— START RECORDED INFORMATION —

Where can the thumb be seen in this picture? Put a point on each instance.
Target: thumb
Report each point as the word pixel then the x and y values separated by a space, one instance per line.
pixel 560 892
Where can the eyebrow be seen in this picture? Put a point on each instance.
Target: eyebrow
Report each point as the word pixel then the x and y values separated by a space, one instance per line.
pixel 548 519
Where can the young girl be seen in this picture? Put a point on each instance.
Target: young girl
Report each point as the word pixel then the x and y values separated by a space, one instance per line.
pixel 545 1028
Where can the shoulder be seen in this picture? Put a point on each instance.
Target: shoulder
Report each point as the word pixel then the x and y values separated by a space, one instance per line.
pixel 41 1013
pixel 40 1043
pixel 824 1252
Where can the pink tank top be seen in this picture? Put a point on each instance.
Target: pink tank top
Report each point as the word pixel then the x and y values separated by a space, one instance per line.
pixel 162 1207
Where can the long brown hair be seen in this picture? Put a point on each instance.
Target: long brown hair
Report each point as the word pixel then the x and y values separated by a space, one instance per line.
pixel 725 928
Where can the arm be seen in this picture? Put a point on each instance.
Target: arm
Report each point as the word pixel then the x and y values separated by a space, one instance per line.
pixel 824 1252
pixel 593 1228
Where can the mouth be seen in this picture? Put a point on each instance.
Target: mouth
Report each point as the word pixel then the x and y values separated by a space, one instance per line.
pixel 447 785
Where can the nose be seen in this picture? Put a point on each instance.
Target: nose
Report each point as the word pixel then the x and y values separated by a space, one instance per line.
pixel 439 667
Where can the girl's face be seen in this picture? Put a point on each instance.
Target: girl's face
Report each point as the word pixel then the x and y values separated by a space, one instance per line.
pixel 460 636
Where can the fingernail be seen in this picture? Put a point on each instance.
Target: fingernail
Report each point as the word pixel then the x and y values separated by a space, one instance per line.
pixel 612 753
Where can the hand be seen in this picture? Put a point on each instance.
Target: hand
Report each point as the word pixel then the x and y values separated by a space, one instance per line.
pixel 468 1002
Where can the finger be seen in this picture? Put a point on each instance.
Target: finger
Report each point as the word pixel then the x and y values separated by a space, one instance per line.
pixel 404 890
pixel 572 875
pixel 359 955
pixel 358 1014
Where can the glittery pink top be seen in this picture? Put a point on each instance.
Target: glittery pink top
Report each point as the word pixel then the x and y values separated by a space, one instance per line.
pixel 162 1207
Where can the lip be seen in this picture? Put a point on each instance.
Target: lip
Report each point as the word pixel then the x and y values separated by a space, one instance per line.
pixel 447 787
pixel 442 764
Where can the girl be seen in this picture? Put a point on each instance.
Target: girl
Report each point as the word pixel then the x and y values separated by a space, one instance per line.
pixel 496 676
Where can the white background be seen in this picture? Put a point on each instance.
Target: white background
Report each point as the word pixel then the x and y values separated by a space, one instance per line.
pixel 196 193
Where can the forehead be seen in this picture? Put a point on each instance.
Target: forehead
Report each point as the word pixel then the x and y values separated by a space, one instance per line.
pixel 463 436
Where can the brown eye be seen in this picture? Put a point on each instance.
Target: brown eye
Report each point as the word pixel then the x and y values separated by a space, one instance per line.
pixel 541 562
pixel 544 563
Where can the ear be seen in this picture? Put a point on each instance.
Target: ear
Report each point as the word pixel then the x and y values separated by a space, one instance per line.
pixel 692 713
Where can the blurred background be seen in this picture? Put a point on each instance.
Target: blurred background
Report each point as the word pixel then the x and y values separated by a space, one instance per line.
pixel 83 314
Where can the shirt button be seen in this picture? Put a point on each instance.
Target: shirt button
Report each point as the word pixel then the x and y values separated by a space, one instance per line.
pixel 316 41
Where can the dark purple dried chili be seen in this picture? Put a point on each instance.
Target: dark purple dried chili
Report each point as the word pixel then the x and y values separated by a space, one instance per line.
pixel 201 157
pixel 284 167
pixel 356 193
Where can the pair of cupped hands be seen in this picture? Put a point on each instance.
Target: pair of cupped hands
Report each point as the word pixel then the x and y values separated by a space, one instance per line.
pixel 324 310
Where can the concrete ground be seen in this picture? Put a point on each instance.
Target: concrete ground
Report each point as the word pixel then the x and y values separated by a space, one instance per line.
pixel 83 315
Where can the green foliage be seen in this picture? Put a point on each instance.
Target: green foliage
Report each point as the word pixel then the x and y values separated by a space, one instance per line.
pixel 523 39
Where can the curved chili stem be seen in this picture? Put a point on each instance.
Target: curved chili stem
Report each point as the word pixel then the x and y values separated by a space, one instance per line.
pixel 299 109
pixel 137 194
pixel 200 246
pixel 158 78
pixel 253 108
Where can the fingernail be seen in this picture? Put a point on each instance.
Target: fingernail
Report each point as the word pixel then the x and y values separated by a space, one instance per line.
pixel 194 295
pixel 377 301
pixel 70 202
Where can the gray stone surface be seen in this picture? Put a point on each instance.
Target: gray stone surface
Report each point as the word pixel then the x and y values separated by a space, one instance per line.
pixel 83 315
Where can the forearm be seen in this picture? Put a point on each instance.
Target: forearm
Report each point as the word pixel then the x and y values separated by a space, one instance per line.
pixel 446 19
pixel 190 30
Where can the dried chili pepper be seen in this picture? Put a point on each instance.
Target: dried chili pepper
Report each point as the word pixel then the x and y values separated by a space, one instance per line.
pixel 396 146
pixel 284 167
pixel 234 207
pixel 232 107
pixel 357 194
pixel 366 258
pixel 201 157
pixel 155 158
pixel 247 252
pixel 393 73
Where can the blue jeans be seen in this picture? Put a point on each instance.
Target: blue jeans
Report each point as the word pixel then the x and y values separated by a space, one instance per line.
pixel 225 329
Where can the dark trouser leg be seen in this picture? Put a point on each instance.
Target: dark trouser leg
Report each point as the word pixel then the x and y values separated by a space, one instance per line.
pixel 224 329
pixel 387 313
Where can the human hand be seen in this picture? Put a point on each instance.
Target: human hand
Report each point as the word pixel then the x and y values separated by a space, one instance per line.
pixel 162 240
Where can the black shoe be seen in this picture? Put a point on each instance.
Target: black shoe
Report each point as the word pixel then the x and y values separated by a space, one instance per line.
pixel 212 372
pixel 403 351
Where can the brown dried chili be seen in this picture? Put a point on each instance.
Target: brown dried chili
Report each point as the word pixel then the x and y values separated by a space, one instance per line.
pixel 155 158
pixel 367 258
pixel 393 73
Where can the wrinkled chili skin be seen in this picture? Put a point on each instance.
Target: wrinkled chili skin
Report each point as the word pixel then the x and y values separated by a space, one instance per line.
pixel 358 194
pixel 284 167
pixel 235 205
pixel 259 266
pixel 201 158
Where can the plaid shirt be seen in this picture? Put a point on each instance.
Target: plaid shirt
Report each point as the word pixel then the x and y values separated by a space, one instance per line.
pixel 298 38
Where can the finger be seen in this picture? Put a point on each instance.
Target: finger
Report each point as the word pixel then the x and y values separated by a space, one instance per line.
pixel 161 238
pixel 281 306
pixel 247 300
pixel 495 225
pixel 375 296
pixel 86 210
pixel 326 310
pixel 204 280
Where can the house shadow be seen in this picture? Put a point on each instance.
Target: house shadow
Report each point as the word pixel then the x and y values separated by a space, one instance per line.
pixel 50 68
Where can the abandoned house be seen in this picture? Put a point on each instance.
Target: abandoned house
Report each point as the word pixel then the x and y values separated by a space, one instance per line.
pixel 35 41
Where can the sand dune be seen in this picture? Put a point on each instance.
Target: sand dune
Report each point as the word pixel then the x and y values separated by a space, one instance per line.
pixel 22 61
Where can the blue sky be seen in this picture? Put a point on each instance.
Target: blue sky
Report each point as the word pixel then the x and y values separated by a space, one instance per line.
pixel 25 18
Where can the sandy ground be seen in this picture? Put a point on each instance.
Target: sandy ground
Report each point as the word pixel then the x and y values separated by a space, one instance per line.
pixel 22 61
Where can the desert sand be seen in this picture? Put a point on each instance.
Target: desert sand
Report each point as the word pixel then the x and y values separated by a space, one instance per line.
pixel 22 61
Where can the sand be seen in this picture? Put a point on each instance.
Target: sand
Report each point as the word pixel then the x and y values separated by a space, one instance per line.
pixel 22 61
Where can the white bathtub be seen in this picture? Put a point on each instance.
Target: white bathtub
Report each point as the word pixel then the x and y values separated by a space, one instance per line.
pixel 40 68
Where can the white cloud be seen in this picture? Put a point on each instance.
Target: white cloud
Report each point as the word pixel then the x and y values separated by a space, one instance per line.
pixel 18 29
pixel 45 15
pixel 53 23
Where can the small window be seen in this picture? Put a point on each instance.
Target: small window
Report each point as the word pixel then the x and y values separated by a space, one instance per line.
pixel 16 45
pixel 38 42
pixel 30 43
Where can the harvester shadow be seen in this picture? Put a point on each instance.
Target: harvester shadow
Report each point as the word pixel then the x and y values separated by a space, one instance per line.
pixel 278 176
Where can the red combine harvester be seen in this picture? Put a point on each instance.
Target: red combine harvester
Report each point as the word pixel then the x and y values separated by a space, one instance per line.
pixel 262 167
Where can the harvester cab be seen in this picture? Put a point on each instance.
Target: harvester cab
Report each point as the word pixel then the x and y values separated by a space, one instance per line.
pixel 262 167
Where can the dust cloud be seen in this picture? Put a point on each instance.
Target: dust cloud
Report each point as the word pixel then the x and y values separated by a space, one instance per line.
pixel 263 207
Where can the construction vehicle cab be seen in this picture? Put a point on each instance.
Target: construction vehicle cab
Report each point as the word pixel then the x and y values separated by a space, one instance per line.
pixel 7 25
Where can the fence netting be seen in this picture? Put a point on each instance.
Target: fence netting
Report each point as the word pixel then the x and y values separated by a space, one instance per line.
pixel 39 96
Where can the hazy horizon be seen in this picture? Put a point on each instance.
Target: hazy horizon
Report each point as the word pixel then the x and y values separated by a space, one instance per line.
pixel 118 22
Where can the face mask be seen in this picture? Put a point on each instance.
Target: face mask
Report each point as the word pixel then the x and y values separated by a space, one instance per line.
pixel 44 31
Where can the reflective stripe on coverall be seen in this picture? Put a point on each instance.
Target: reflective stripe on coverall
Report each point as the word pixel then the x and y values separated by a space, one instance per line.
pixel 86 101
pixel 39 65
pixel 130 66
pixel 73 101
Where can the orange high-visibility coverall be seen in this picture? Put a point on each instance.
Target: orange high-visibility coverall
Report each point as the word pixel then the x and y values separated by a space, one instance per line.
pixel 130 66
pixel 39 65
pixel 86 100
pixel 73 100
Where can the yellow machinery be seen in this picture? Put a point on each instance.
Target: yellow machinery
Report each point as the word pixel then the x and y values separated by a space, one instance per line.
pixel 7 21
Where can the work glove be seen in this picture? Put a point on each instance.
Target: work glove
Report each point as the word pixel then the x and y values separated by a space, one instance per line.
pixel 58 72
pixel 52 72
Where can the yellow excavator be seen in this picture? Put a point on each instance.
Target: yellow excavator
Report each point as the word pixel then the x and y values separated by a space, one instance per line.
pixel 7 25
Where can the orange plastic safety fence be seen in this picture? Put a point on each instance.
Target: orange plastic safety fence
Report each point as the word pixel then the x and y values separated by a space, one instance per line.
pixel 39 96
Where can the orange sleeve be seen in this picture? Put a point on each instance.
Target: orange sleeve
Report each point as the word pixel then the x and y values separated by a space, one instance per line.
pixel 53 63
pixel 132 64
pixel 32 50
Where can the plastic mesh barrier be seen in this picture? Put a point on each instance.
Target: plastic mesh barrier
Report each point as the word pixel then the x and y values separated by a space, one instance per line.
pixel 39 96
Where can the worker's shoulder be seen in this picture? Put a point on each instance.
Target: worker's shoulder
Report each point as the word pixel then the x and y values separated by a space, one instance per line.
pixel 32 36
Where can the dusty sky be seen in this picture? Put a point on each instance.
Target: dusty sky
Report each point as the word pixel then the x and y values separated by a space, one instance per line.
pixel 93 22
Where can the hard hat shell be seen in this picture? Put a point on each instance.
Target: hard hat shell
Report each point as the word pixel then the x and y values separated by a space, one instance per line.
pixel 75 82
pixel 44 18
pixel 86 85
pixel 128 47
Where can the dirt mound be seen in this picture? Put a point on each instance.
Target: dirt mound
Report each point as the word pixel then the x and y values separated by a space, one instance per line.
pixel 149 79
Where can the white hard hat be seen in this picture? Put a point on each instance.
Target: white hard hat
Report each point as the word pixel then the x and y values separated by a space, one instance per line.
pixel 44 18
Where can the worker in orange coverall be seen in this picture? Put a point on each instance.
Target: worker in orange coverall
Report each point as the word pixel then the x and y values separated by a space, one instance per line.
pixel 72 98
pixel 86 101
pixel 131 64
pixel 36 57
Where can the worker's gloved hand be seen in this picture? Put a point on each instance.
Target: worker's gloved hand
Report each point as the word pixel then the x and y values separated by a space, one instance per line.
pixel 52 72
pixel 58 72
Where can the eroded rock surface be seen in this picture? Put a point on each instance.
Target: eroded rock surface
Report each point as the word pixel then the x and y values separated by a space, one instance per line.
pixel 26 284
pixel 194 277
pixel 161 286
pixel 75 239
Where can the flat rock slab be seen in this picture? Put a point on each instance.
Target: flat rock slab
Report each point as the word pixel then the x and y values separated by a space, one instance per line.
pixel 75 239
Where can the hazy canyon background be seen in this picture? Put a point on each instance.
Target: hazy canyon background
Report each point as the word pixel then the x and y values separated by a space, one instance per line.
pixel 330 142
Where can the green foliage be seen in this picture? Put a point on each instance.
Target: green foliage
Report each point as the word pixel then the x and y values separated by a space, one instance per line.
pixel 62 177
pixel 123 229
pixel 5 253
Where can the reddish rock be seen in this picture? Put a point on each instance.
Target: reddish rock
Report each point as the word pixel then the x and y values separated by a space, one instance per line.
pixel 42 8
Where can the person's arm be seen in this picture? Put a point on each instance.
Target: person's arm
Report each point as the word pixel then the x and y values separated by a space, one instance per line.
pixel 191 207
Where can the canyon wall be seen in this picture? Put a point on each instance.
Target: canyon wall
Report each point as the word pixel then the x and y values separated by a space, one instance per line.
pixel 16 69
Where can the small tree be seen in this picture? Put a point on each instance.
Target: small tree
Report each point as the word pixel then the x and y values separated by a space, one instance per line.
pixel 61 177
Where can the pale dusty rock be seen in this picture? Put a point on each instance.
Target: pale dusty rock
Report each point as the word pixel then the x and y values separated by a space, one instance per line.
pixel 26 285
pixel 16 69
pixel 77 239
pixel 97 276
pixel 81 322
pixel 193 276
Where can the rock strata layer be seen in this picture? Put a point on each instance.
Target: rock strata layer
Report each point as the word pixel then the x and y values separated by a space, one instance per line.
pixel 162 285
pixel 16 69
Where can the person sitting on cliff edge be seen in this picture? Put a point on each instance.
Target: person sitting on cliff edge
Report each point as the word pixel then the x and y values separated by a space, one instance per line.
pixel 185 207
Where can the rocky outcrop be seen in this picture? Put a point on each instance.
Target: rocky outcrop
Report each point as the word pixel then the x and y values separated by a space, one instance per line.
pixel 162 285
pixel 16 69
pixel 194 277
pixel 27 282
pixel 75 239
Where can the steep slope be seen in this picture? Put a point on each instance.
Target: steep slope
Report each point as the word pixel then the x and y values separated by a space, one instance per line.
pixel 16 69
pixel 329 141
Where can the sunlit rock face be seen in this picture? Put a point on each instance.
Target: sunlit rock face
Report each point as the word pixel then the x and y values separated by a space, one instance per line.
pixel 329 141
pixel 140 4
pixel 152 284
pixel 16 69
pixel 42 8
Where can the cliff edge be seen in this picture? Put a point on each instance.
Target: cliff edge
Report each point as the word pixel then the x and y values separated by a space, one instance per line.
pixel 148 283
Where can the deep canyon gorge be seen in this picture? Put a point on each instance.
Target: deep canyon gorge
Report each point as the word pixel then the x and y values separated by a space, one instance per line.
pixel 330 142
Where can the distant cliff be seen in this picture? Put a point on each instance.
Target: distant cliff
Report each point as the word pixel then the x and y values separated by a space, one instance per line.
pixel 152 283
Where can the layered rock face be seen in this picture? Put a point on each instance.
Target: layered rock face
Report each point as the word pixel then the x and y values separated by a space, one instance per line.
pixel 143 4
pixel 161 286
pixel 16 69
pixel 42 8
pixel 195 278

— END RECORDED INFORMATION —

## TASK DESCRIPTION:
Rewrite the listing from the line holding "Where can the pink" through the line holding "pixel 725 928", inclusive, swapping "tank top" for "sleeveless shirt" and keeping everything else the same. Give back only those lines.

## COMPLETED TASK:
Where can the pink sleeveless shirt be seen in this picture? Put a point on each instance.
Target: pink sleeveless shirt
Report each point as the word pixel then the x and y values separated by a space, one instance per line.
pixel 162 1207
Where can the long brown hair be seen in this picture? Put a point on each instance.
Target: long brown hair
Report each point as the word pixel then the x and y values separated by a space, one instance per line.
pixel 725 928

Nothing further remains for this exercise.